[Source records]
:::::

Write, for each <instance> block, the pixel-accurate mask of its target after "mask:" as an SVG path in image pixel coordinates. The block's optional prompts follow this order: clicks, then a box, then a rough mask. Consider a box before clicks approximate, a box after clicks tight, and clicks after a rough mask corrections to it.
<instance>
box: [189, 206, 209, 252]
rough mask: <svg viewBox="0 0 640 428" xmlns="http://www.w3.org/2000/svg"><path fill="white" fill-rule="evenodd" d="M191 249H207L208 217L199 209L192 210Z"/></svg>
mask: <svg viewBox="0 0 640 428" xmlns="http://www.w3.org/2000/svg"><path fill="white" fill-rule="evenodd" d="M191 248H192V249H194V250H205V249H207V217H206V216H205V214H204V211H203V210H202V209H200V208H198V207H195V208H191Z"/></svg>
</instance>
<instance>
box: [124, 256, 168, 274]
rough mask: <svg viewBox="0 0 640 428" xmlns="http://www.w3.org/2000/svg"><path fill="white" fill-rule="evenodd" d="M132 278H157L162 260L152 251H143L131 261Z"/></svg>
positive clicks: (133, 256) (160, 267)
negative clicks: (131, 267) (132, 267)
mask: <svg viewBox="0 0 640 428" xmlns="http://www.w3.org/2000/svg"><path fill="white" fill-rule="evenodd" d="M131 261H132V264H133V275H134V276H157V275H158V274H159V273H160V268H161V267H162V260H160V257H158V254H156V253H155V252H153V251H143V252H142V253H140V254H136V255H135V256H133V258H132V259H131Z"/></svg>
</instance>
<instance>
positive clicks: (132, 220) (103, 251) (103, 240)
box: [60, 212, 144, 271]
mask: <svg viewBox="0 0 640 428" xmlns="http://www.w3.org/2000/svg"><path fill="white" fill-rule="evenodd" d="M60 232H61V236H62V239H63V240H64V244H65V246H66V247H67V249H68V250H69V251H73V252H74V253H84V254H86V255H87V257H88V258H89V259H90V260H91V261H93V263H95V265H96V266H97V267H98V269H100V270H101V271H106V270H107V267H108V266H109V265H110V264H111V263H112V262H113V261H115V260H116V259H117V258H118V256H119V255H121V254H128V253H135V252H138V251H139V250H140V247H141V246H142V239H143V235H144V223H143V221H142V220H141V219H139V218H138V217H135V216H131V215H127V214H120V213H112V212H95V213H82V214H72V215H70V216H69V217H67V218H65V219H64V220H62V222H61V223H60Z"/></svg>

:::::

Search the data for "positive". Copy each line that has it.

positive clicks: (133, 256) (160, 267)
positive clicks: (132, 220) (103, 251) (103, 240)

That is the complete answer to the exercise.